__Reading text__:
§ §
Some who view mania as the source of their creativity hesitate to seek treatment out of fear that it will dampen their artistic spirit. But appropriate treatment—usually combining medication with psychotherapy—can help curb more dangerous symptoms, while, ideally, continuing to promote creative expression.
It’s not uncommon for manic episodes to spur creativity—just look at van Gogh, Sir Isaac Newton, Mozart, and Edgar Allen Poe, who are all believed to have been bipolar. The tremendous energy and grandiose sense of productivity that people experience during manic episodes can be beneficial for creativity. However, people often mistake the way they feel with the mania for a sudden surge of creative skill, when, in fact, their creativity never left them. With practice, a person can learn to be creative without manic episodes that risk their health and emotional well-being.
Creative people who have manic episodes are far more likely than the average person is to experience mood swings and depression. Their depressive symptoms can range from mild to severe and may last for months out of the year. Unlike when they are simply not manic, being depressed tends to dampen an individual’s creativity. What makes someone great creatively may lead to suicidal thoughts and impulses.
Some people fear that by treating their mania, they will lose their ability to be creative. However, someone in the throes of a manic episode is likely to have difficulty focusing; their thinking also may become more rapid and chaotic, making it hard to work creatively. Research shows that people with bipolar disorder are more creative when their symptoms are mild or absent rather than during a manic episode.
During a manic episode, a person may become irritable and more prone to disagreement. This can create tension in relationships. Alternatively, they may exhibit hypersexuality, pursuing opportunities for sexual intimacy either inside or outside of the relationship. Their reckless behavior (e.g., promiscuity, gambling, excessive drug use, overspending, etc.) can damage their relationships with their romantic partner, family, friends, and others.
§ §
__Directions__:
a - Shorten the paragraph beginning "Some people fear that by treating their mania" from the piece on mania and creativity, keeping its main facts.
b - Carry the piece on mania and creativity forward from its last sentence.
§ §
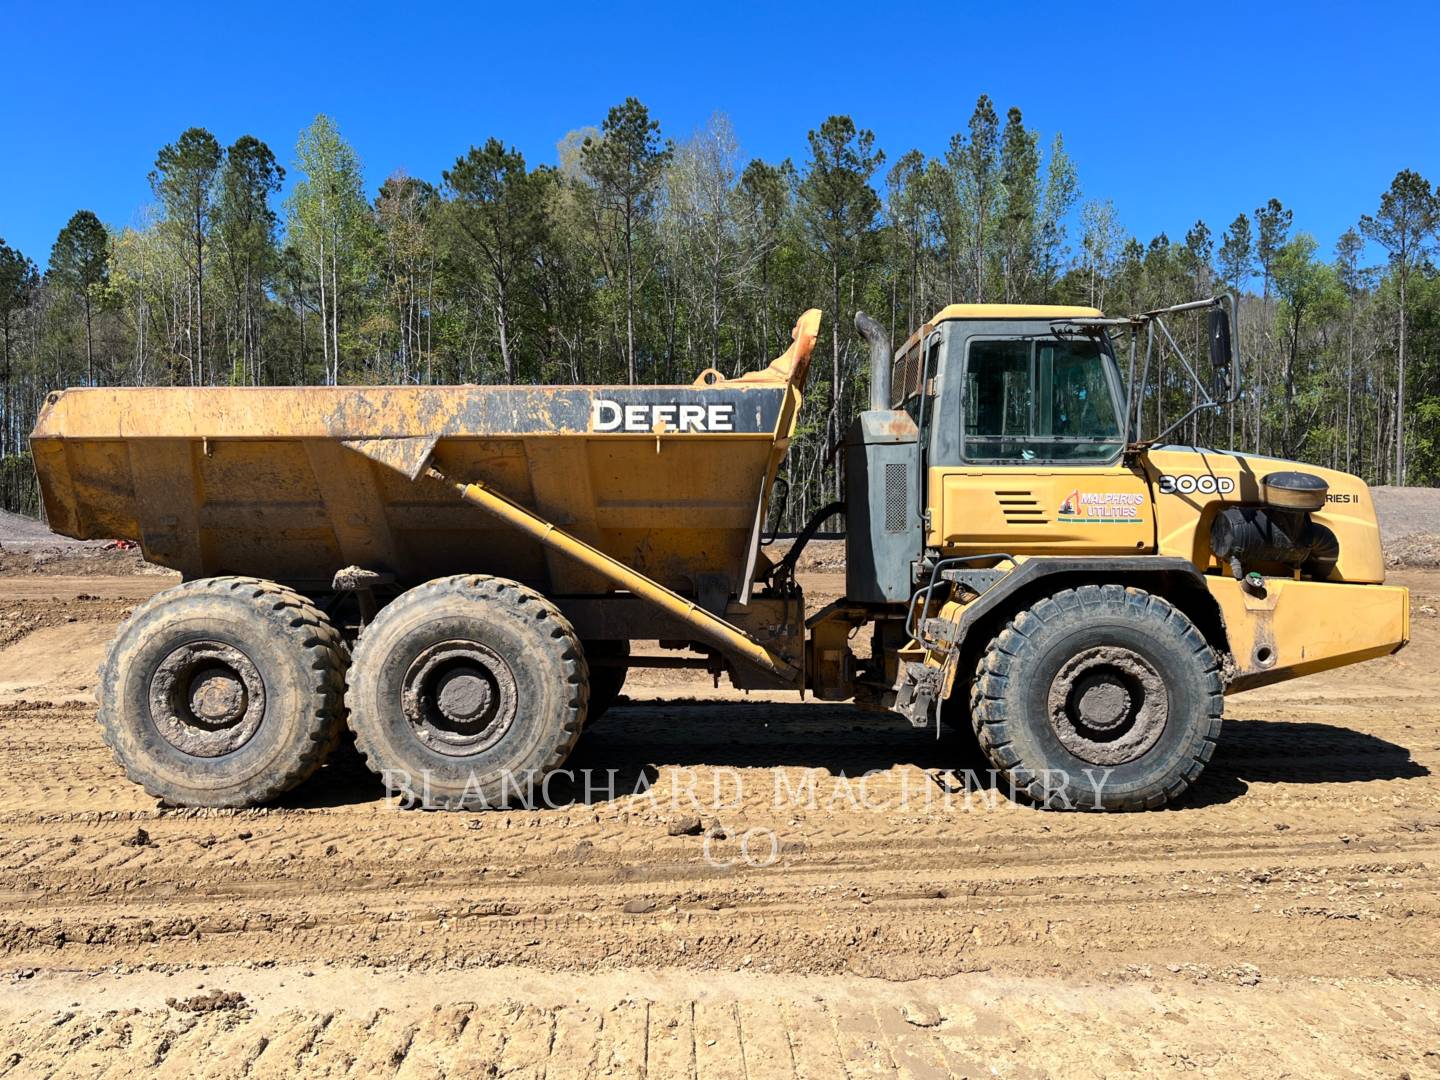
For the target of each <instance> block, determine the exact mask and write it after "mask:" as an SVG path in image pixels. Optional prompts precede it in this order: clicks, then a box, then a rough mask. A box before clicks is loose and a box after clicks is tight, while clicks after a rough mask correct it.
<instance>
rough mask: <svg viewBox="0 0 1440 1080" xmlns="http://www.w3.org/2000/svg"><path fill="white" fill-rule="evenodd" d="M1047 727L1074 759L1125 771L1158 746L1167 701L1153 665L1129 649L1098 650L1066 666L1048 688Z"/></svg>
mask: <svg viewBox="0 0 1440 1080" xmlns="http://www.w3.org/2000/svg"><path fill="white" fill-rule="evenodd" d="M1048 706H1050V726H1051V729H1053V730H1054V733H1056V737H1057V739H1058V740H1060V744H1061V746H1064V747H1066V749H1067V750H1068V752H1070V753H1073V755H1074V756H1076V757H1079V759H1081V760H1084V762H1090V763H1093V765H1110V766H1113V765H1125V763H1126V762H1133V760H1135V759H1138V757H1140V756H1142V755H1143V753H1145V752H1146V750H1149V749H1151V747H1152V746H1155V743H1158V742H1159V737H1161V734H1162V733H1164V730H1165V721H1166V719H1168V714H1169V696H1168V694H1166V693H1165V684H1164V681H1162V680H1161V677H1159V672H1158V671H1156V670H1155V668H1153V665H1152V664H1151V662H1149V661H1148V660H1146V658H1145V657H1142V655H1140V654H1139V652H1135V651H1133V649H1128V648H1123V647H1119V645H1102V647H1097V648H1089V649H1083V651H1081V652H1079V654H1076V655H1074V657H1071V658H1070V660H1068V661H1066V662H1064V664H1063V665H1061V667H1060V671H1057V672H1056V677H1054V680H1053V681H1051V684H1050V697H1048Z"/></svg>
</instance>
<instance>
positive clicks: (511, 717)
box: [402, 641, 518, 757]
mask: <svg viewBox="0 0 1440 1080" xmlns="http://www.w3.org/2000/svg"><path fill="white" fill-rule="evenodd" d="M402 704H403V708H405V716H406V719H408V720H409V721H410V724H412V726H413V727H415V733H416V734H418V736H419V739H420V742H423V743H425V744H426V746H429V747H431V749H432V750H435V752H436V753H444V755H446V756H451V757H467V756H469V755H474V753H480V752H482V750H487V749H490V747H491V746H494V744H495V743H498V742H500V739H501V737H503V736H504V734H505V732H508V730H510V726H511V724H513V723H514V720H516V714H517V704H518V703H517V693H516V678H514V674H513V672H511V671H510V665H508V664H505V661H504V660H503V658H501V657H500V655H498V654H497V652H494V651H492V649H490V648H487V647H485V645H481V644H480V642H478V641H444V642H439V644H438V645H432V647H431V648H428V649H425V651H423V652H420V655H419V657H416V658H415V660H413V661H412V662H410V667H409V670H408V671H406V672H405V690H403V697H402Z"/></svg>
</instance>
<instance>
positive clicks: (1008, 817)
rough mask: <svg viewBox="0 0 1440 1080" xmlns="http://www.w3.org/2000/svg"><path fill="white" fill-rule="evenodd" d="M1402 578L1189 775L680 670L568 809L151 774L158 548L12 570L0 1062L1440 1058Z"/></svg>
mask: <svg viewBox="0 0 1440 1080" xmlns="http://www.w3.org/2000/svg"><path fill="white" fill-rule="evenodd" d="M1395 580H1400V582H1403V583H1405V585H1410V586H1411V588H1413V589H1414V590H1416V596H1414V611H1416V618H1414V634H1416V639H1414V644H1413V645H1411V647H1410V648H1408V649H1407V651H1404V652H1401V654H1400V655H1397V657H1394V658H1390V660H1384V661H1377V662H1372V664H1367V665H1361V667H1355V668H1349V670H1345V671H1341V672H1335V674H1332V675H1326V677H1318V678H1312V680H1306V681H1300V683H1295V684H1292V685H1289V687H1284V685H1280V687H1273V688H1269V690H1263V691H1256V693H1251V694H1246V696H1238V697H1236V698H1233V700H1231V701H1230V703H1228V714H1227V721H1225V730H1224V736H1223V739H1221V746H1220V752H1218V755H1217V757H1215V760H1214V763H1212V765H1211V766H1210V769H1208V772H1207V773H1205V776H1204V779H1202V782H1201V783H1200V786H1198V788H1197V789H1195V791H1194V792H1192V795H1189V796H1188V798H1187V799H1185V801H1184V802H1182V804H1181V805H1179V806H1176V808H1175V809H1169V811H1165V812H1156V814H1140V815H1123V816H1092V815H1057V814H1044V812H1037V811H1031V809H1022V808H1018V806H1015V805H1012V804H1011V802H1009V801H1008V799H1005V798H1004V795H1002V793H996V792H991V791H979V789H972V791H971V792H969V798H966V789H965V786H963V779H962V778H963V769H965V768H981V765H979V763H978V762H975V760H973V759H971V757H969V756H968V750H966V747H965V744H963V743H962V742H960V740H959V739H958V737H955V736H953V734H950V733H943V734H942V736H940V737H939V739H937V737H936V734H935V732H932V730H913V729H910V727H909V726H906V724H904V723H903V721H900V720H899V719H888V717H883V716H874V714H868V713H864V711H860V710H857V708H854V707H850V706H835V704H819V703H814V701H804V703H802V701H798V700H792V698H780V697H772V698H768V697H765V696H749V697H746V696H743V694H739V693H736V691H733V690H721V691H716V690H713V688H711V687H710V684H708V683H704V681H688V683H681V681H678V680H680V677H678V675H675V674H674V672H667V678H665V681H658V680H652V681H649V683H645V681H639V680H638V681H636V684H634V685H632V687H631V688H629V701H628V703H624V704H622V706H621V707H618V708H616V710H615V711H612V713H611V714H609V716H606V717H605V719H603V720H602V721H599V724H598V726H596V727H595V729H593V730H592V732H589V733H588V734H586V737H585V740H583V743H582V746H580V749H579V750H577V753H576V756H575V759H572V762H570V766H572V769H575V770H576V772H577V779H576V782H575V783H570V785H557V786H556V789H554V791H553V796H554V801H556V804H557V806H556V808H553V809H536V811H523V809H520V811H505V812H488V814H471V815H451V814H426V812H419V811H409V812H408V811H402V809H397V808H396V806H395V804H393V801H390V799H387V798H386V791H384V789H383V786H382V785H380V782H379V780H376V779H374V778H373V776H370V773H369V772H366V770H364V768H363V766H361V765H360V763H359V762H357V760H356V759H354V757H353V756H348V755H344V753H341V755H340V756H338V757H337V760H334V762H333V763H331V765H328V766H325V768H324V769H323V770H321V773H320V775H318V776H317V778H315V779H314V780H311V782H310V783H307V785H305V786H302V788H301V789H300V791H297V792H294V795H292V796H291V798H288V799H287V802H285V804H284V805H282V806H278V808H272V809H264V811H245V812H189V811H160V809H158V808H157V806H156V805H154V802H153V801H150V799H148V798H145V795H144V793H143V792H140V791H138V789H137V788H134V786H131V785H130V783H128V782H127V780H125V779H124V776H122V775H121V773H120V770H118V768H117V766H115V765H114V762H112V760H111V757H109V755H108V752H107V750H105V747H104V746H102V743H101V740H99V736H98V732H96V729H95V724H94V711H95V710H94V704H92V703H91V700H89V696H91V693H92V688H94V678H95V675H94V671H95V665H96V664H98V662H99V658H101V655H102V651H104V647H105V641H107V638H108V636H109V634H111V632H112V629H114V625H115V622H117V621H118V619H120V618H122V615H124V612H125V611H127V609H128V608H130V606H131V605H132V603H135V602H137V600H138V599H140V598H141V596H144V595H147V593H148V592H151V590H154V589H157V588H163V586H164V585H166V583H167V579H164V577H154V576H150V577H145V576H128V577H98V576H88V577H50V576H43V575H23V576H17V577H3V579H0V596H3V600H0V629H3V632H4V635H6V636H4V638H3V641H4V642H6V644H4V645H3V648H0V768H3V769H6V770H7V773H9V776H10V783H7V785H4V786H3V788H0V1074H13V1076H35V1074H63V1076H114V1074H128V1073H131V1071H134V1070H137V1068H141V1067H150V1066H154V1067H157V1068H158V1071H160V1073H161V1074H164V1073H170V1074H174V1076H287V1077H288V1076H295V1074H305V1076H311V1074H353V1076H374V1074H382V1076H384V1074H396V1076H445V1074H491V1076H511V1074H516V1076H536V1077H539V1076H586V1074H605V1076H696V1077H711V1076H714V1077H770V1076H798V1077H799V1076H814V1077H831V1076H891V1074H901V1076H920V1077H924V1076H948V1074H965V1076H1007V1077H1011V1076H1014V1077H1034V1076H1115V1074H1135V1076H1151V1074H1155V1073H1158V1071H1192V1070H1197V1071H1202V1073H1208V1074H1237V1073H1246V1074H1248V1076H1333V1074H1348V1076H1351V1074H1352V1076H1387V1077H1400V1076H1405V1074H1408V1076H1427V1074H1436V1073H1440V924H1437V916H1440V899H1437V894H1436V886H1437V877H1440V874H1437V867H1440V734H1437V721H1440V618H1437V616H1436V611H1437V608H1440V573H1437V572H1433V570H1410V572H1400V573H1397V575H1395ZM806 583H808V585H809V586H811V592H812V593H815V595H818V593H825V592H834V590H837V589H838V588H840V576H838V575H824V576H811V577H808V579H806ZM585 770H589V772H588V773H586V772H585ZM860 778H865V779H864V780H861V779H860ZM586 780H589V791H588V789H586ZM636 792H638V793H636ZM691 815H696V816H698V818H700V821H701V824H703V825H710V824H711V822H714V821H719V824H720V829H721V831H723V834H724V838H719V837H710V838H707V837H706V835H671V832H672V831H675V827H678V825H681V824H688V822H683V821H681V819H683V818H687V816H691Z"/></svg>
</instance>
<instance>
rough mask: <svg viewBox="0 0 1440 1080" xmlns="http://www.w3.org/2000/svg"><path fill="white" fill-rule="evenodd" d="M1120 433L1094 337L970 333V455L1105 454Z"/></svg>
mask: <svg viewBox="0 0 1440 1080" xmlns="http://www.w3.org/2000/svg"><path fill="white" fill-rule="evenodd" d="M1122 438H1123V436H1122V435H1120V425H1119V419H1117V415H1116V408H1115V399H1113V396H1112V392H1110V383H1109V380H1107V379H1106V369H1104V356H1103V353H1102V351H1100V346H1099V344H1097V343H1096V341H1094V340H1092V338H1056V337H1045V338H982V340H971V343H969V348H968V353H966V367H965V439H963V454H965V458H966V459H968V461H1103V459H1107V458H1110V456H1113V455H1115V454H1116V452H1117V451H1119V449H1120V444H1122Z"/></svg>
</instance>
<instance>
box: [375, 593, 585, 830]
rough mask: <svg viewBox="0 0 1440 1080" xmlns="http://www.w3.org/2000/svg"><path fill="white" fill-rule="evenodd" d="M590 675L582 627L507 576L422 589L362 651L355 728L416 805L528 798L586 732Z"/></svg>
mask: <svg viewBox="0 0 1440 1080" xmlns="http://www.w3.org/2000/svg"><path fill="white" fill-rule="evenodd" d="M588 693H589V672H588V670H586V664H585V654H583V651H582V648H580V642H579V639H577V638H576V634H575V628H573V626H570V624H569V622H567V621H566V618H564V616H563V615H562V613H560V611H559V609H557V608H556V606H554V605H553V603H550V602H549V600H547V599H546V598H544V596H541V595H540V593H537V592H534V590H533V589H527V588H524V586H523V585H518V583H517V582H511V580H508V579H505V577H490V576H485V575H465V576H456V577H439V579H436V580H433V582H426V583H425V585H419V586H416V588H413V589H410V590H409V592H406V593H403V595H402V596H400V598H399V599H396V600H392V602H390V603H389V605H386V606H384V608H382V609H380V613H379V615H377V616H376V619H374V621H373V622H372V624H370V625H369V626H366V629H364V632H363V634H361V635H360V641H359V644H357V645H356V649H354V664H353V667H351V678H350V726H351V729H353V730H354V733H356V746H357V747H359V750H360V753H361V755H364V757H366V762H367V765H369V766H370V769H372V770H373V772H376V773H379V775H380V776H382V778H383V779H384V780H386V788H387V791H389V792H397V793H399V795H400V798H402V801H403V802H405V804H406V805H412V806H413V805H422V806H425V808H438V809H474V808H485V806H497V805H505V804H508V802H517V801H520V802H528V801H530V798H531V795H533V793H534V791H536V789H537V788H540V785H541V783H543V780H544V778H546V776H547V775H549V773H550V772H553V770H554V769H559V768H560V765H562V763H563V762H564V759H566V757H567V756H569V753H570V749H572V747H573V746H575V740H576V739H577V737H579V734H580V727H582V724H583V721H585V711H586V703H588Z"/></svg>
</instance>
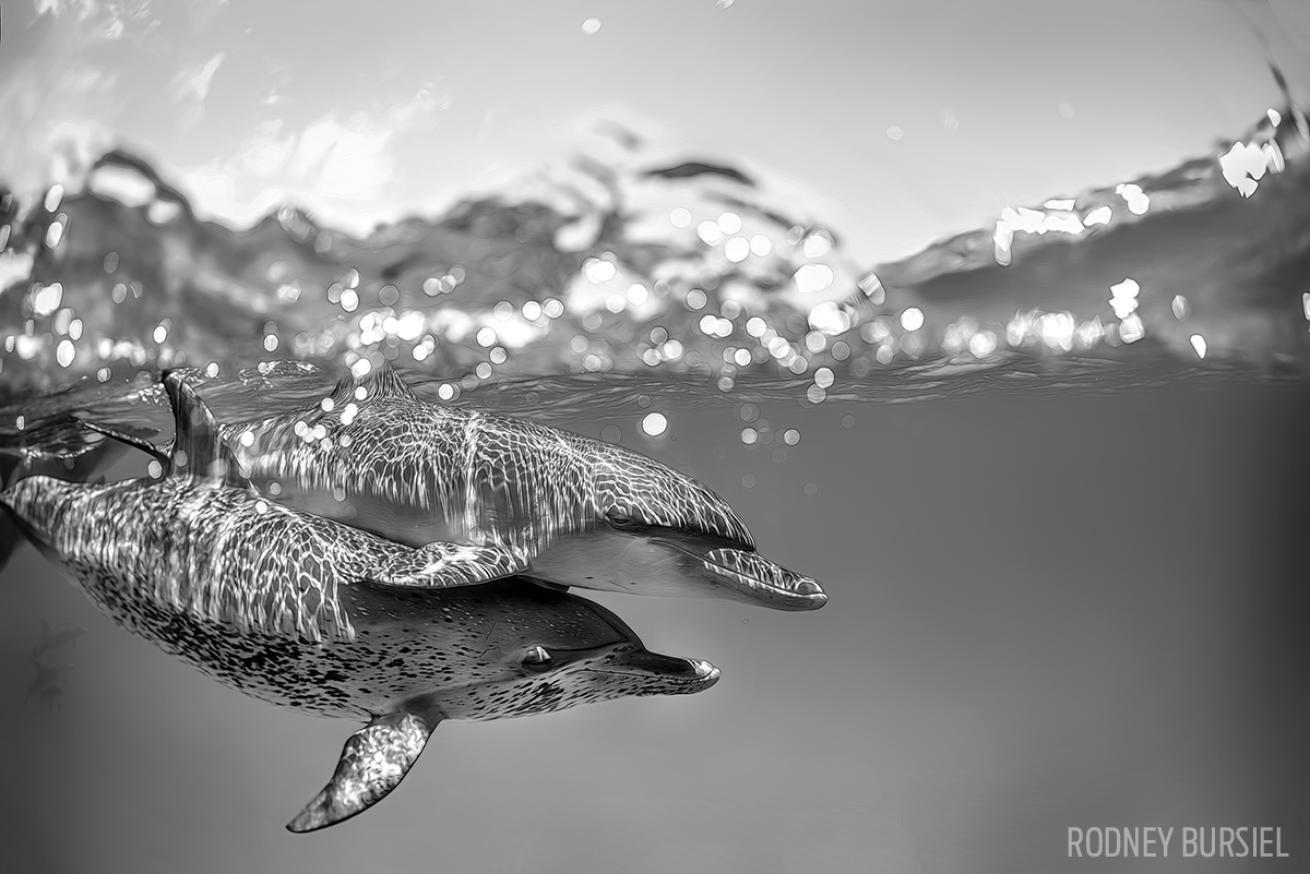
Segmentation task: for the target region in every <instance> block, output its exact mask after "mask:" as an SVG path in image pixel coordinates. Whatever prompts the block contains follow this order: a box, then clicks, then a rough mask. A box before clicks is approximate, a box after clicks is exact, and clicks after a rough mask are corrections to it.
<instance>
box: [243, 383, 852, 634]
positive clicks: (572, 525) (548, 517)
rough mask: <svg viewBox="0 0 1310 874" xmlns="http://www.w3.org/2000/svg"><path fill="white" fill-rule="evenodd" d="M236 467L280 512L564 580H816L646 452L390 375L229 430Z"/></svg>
§ §
__Task results__:
a - Some people worry that treating mania will cost them their creativity. Yet a manic episode often brings trouble focusing and fast, chaotic thinking that makes creative work hard. Research shows that people with bipolar disorder are more creative when their symptoms are mild or absent than during a manic episode.

b -
Manic episodes typically involve elevated energy, accelerated thought processes, and an inability to sleep. The sense of euphoria, increased sociability, and impaired judgment can lead someone in a manic state to make poor decisions. People with manic partners find themselves doubting the feelings their partner expresses during a manic episode. Mania can also manifest as increased irritability that results in an individual being on-edge and treating others harshly. The elevated libido that frequently accompanies manic episodes can lead to risky sexual behavior with consequences that crop up later.
Since relationships with mania are at a higher risk for separation or divorce, couples best cope with bipolar disorder and manic episodes with the help of professional support that can intervene during more symptomatic periods. Partners often find comfort in confiding in parents who can encourage optimism during difficult times and offer practical assistance. Friends and children can also be sources of motivation and emotional resilience. Successful partners use healthy coping strategies, such as avoiding strong emotional reactions, practicing acceptance, and focusing on the positive. Maintaining routines and taking care of oneself is essential.
It can be hard to know what to do when a loved one shows signs of mania (or hypomania). Having a practical understanding of the challenges involved can help you and your loved one set realistic expectations for their behavior. When a loved one becomes manic, don’t take it personally. Try to avoid using patronizing or combative language. Just spend time with them and be as supportive as you can; if possible, encourage them to get some sleep. Share your concerns with your loved one, and encourage them to follow through reach out to a professional for help.